_Problem to solve_
Format every line of the items below as a numbered list, skipping blank lines and leaving out the pictures.

_Provided data_
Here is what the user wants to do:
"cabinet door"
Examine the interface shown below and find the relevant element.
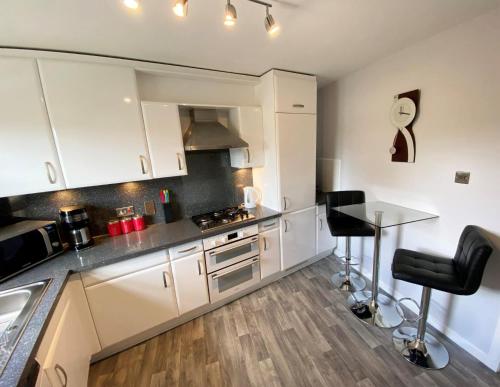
[274,71,317,114]
[229,106,264,168]
[316,212,337,254]
[142,102,187,178]
[172,253,209,314]
[39,59,151,188]
[259,228,281,279]
[276,113,316,211]
[281,207,316,270]
[37,279,100,387]
[0,57,65,197]
[85,263,179,348]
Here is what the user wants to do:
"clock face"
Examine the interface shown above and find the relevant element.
[391,97,417,128]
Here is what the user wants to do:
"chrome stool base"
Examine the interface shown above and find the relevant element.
[347,290,403,328]
[392,327,450,370]
[331,271,366,292]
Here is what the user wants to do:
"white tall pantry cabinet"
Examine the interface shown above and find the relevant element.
[253,70,316,270]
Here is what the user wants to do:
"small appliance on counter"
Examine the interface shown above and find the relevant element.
[243,187,261,208]
[0,218,64,282]
[59,206,94,251]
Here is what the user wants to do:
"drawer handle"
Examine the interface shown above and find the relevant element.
[178,246,198,254]
[54,364,68,387]
[45,161,57,184]
[196,259,203,275]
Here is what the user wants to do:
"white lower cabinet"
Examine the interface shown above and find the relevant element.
[172,253,209,314]
[259,228,281,279]
[85,263,179,348]
[316,211,337,254]
[36,275,101,387]
[281,207,316,270]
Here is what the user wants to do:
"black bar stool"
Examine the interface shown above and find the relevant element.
[392,226,493,369]
[326,191,375,292]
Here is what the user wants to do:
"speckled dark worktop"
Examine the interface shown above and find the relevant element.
[0,207,281,387]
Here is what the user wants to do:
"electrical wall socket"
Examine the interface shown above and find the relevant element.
[455,171,470,184]
[144,200,156,216]
[115,206,135,218]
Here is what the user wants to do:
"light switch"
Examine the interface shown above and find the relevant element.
[455,171,470,184]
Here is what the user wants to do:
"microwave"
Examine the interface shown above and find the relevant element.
[0,219,64,282]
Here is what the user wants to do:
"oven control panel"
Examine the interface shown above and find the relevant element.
[203,224,259,250]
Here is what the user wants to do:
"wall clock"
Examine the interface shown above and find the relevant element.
[389,90,420,163]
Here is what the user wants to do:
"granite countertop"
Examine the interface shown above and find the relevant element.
[0,206,281,387]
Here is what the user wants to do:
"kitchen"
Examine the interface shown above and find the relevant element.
[0,1,500,386]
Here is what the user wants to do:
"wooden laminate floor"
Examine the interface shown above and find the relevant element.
[89,258,500,387]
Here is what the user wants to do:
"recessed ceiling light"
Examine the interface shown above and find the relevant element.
[264,7,280,35]
[224,0,238,27]
[123,0,139,9]
[172,0,188,17]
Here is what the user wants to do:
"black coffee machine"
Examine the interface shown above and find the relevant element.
[59,206,94,251]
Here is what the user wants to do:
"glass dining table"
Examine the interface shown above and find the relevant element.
[333,201,438,328]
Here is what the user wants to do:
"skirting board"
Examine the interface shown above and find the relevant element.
[90,251,331,363]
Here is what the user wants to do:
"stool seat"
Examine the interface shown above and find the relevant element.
[326,211,375,237]
[392,249,465,294]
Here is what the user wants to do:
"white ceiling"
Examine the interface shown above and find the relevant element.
[0,0,500,83]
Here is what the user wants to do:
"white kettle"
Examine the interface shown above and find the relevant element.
[243,187,261,208]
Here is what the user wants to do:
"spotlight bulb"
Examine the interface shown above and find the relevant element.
[224,0,238,27]
[172,0,188,17]
[123,0,139,9]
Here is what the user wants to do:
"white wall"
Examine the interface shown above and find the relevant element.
[318,9,500,370]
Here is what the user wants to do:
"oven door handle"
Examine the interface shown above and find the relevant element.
[212,257,259,280]
[208,235,259,255]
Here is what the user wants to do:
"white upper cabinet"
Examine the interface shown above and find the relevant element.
[0,57,65,197]
[142,102,187,178]
[38,59,151,188]
[274,71,317,114]
[276,113,316,212]
[229,106,264,168]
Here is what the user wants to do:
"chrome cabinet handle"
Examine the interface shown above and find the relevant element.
[45,161,57,184]
[177,153,184,171]
[54,364,68,387]
[178,246,198,254]
[139,155,149,175]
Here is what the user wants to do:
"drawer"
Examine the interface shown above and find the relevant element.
[82,250,169,287]
[259,218,280,232]
[274,71,317,114]
[168,240,203,260]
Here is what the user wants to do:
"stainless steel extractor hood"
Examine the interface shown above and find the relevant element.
[183,109,248,151]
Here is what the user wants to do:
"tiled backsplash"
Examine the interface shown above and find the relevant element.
[0,151,252,235]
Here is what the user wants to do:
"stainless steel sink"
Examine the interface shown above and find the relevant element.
[0,279,51,374]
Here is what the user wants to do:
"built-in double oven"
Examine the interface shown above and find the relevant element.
[203,225,260,302]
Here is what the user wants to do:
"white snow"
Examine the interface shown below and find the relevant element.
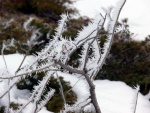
[0,54,150,113]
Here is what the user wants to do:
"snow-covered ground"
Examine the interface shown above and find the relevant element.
[0,54,150,113]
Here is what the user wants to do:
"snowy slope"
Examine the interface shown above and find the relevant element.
[0,54,150,113]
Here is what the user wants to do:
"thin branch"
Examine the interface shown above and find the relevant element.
[55,61,85,75]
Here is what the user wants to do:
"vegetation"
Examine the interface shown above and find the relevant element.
[97,19,150,94]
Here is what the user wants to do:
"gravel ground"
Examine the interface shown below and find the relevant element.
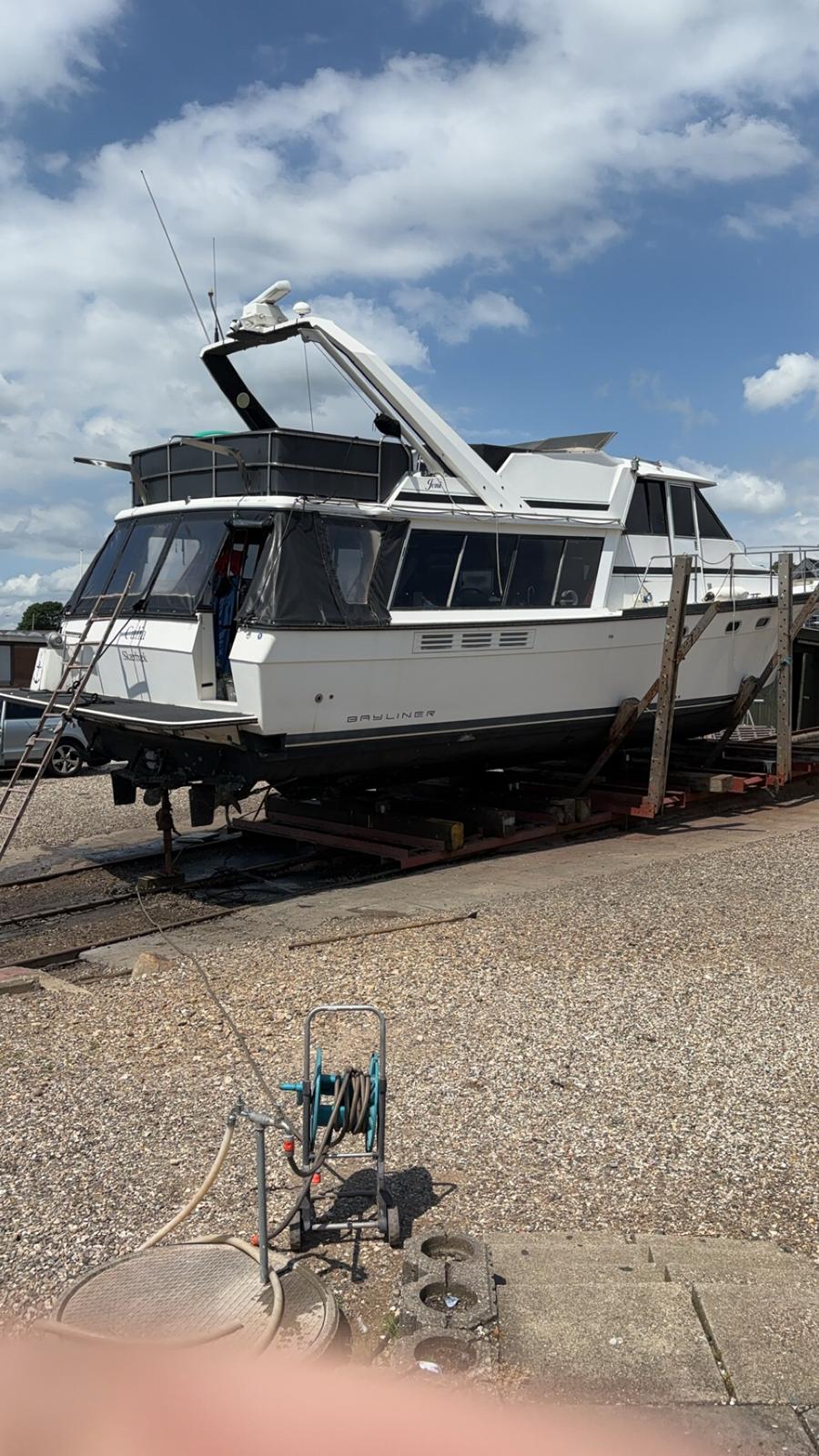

_Exercise output_
1. Here is what the user wants to do:
2. "cabinet door"
3. Examine the interface shown below and find the relevant element.
4. [274,71,317,114]
5. [229,106,264,168]
6. [316,212,337,254]
7. [142,102,187,178]
8. [172,253,209,314]
9. [39,59,151,188]
10. [259,228,281,279]
11. [276,113,316,211]
12. [281,207,316,270]
13. [37,279,100,387]
14. [0,57,65,197]
15. [85,263,179,348]
16. Here is what the user wants to do:
17. "clock face"
18. Examine the interface shown above and find the relevant element.
19. [391,97,417,128]
20. Here is what the user wants to do:
21. "chrome stool base"
22. Examine the interface shown above and find the relevant element.
23. [347,290,403,328]
24. [392,327,450,370]
25. [331,271,366,292]
26. Here is what the user wants to do:
27. "white tall pantry cabinet"
28. Examine the interface shown above and find the relevant element.
29. [253,70,316,270]
30. Here is what the user wants to do:
31. "small appliance on counter"
32. Examine the interface shown above and find the relevant element.
33. [243,187,261,208]
34. [0,218,64,282]
35. [59,206,94,251]
36. Here is what the user wants to do:
37. "drawer handle"
38. Examine the interface shown above and find the relevant element.
39. [178,246,198,254]
40. [54,364,68,387]
41. [45,161,57,184]
42. [196,259,203,275]
43. Here is what the user wants to do:
44. "white lower cabinet"
45. Examine the interface shown above and find the relevant element.
46. [172,253,209,314]
47. [259,228,281,279]
48. [85,263,179,348]
49. [316,211,337,254]
50. [36,275,101,387]
51. [281,207,316,270]
52. Here is what the user wants to do:
53. "black bar stool"
54. Examine the interface shown above and find the relevant element.
55. [392,226,493,369]
56. [326,191,375,292]
57. Here is what the user wants to do:
58. "speckled dark worktop"
59. Examine the interface shown above and find the relevant element.
60. [0,207,281,387]
61. Here is what the user wants to do:
62. "electrical wall socket"
63. Examine the interface shown above and find the relevant element.
64. [455,171,470,184]
65. [144,200,156,216]
66. [115,206,135,218]
67. Here is what the user wants to do:
68. "light switch"
69. Examine the interface shown above and find the relevant element.
70. [455,171,470,184]
71. Here is what the user wants to do:
72. "microwave"
73. Examine the interface shown above and find the relevant element.
74. [0,219,64,282]
75. Here is what the user wants to do:
76. "oven control panel"
77. Examine the interface shown above and find the relevant element.
78. [203,224,259,250]
79. Here is what the user wants to do:
80. "wall clock"
81. Examine the interface shown above and find the relevant element.
82. [389,90,420,163]
83. Here is what the user wants to do:
84. "granite countertop"
85. Examine the interface shown above and find the relevant element.
86. [0,206,281,387]
87. Here is what the user wants to do:
88. "kitchen"
89. Examine the interface shown above and find the relevant element.
90. [0,1,500,386]
91. Here is what the user wants to do:
92. "wooden laminate floor"
93. Examine the interface shown above and find the relevant element.
94. [89,258,500,387]
95. Here is what the user wants to do:
96. "recessed ceiling light"
97. Examine the interface shown above and find the relevant element.
98. [264,7,280,35]
99. [224,0,238,27]
100. [123,0,139,9]
101. [172,0,188,17]
102. Here is what the user wants to do:
103. "black coffee machine"
104. Examine the interface shown above and find the relevant element.
105. [59,206,94,251]
106. Here is what the user wants to do:
107. "glass dining table"
108. Examine the interface shown above and find the relevant element.
109. [333,201,438,328]
110. Here is what the user wants to do:
111. "skirting board"
112. Examine the interface shown above and find the relevant element.
113. [90,251,331,363]
114. Here is what the user wants to do:
115. "stool seat"
116. Examine the interface shown above and find the relevant element.
117. [326,211,375,237]
118. [392,249,465,294]
119. Here is what the user wants to do:
120. "white ceiling"
121. Examine the interface shown above and find the relevant element.
122. [0,0,500,83]
123. Here is what the user wants to do:
124. "white kettle"
125. Examine the interface shown above and find the relevant element.
126. [243,187,261,208]
127. Here is what the user wants to do:
128. "spotlight bulb"
129. Examine the interface shown above and find the relevant element.
130. [224,0,238,27]
131. [172,0,188,17]
132. [123,0,139,9]
133. Here is what the user wants to do:
134. "white wall"
135. Examine the interface shown above and find the relevant element.
136. [318,9,500,370]
137. Here is what the user wants to do:
138. "oven door handle"
139. Examine the interface shown above and find the relevant element.
140. [212,257,259,280]
141. [208,235,259,255]
142. Here is what the user wants to do:
143. "white upper cabinet"
144. Examine the interface shown above and find the relevant element.
145. [0,57,65,197]
146. [142,102,187,178]
147. [38,59,151,188]
148. [274,71,317,114]
149. [276,113,316,212]
150. [229,106,264,168]
151. Here is what the user wants to do:
152. "chrome cabinet handle"
153. Examine the interface shown above and find the relevant element.
154. [45,161,57,184]
155. [177,153,184,171]
156. [54,364,68,387]
157. [178,246,198,254]
158. [139,155,149,175]
159. Here is what the user wants to do:
160. "drawer"
161. Examine the interface shown above and find the relevant element.
162. [82,250,169,287]
163. [259,218,280,232]
164. [274,71,317,114]
165. [168,240,203,260]
166. Here is what the user wants to do:
167. "stainless steel extractor hood"
168. Examine the interface shown above and find the relevant element.
169. [183,109,248,151]
170. Here is what the user wants to do:
171. "tiled backsplash"
172. Examine the interface shown above and find the relevant element.
173. [0,151,252,235]
174. Here is what the user wants to do:
175. "stainless steel sink"
176. Examine the interface shown above and find the relevant element.
177. [0,279,51,374]
178. Here is what the user wants to do:
179. "built-in double oven"
180. Examine the interface shown above and find the relevant element.
181. [203,225,260,302]
182. Here is what the user wants to do:
183. "white snow"
184. Examine the interface shown below and find the relevant element.
185. [0,54,150,113]
186. Here is what the user wants to do:
187. "snow-covered ground"
188. Examine the interface shown above and find the relevant element.
189. [0,54,150,113]
190. Here is what the user wants to do:
191. "snowy slope"
192. Examine the interface shown above and find the relevant element.
193. [0,54,150,113]
194. Here is what the user wants to do:
195. "thin branch"
196. Examine the interface shown above and find the relevant element.
197. [55,61,85,75]
198. Here is what the user wants to do:
199. "vegetation"
200. Examine the interface shown above and find the relevant element.
201. [97,19,150,94]
202. Here is what the user wants to do:
203. "gravel ground"
204. Examine the interface shown below and find the relevant element.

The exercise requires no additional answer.